**Written instruction 1:**
Return each line of the entries below that contains the word "orange".

**Reading passage:**
■ ■ ■ ■

A character excitedly announces that "you can buy personal, commercial, racing, planting, garden, different colors" — enumerating an extensive variety of consumer drones available for purchase. The crowd responds with enthusiastic cheers ("YAYYYYYYYYY!").

Then a news update appears: "This artificial creature should not exist, you can love it." The crowd again cheers.

But then comes the twist: "With this mesoclinal wet impulse force of a periclinal crevice and the algebraic, dessert-like electoral cynicism..." — a string of absurd, technical-sounding but meaningless jargon. The crowd responds with horror and dismay ("NOOO").

The Humor

The comic satirizes the public's relationship with technology and science communication. People are thrilled by consumer products (drones in many varieties) and by feel-good science stories (a cute artificial creature). But the moment science is communicated in its actual technical language — even if it is gibberish — the public recoils in horror.

The key joke is that the "technical" language in the final panel is not real scientific terminology but rather a string of impressive-sounding nonsense words cobbled together ("mesoclinal wet impulse force of a periclinal crevice" and "algebraic, dessert-like electoral cynicism"). The title "periclinal" is itself an actual geological term (referring to a type of rock fold), lending the comic a veneer of real science. The humor is that the audience cannot tell the difference between real jargon and fake jargon — they just know they do not like it.

■ ■ ■ ■

**Provided records:**

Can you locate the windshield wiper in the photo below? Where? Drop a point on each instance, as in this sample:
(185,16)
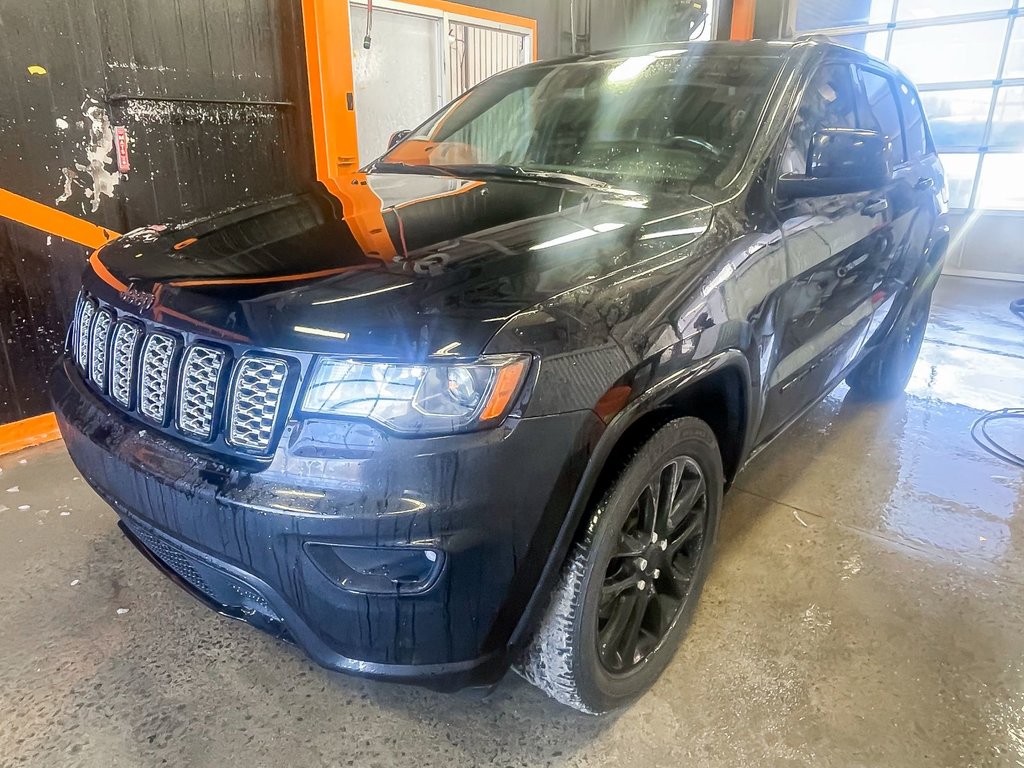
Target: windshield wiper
(483,170)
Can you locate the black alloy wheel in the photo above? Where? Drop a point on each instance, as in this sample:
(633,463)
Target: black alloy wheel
(650,576)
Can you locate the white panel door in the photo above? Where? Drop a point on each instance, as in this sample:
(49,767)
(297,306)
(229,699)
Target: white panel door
(398,81)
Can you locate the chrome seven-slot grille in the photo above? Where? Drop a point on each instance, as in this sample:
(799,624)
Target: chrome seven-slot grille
(139,370)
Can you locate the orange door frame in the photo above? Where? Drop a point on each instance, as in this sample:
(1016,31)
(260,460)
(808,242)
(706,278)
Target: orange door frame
(742,19)
(38,429)
(329,67)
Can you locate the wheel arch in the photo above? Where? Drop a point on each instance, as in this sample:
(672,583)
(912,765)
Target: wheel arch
(718,390)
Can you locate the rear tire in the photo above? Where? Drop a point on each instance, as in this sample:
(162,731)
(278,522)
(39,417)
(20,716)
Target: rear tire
(628,593)
(887,370)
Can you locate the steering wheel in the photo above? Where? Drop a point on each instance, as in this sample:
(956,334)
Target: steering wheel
(674,142)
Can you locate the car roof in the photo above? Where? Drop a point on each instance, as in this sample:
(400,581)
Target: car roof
(806,44)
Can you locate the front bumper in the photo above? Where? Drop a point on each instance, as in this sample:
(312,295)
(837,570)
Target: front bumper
(239,537)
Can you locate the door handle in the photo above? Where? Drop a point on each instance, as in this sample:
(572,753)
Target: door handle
(875,207)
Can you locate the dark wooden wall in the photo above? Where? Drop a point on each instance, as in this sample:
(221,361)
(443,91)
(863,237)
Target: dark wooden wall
(212,93)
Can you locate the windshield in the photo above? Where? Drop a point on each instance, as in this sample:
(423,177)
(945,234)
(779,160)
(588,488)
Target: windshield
(669,117)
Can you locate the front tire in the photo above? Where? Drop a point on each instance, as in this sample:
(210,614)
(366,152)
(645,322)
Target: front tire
(629,590)
(887,370)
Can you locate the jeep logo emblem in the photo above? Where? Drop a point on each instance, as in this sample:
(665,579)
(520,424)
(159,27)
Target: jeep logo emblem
(139,299)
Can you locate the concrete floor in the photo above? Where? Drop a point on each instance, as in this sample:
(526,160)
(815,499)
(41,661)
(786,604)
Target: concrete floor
(866,608)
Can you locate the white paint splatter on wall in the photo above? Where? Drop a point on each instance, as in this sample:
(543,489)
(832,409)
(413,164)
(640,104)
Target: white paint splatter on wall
(97,175)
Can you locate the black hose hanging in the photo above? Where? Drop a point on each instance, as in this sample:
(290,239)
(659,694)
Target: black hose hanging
(368,40)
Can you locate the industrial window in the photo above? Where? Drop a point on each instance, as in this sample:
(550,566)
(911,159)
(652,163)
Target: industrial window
(828,101)
(967,59)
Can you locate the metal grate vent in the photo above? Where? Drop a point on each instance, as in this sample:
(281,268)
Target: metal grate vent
(126,340)
(200,382)
(145,369)
(84,329)
(101,327)
(256,394)
(158,356)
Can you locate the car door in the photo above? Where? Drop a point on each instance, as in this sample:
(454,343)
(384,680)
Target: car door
(881,112)
(838,251)
(914,196)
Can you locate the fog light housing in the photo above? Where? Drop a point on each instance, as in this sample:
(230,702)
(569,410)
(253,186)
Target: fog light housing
(378,570)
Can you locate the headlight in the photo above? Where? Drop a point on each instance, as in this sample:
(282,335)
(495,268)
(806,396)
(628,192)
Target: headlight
(418,398)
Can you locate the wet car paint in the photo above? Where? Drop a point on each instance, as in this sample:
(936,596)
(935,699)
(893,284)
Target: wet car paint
(627,299)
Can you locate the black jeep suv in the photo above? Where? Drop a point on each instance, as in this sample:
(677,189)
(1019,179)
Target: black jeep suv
(478,404)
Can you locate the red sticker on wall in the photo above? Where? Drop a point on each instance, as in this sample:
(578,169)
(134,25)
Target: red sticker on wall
(121,145)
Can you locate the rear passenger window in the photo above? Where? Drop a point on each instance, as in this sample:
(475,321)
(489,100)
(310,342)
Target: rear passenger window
(913,122)
(880,112)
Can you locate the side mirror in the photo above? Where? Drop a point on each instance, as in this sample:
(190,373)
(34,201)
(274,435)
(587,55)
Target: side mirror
(396,138)
(841,161)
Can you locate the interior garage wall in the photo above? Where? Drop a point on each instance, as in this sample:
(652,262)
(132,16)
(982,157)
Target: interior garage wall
(212,95)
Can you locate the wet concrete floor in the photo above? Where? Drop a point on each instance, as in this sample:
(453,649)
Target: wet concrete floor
(866,608)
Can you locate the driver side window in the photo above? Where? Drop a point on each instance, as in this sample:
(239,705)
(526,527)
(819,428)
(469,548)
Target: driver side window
(828,101)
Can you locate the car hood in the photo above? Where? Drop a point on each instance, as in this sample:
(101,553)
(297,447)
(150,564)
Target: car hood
(399,265)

■ ■ ■ ■

**Written instruction 2:**
Rewrite the comic description from "But then comes" up to and including "recoils in horror.", putting "audience" wherever "crowd" appears.

**Full output 1:**
Can you locate the orange door frame in the photo above? Where? Drop a point on each instance, as in this sample:
Target: orange door frame

**Full output 2:**
But then comes the twist: "With this mesoclinal wet impulse force of a periclinal crevice and the algebraic, dessert-like electoral cynicism..." — a string of absurd, technical-sounding but meaningless jargon. The audience responds with horror and dismay ("NOOO").

The Humor

The comic satirizes the public's relationship with technology and science communication. People are thrilled by consumer products (drones in many varieties) and by feel-good science stories (a cute artificial creature). But the moment science is communicated in its actual technical language — even if it is gibberish — the public recoils in horror.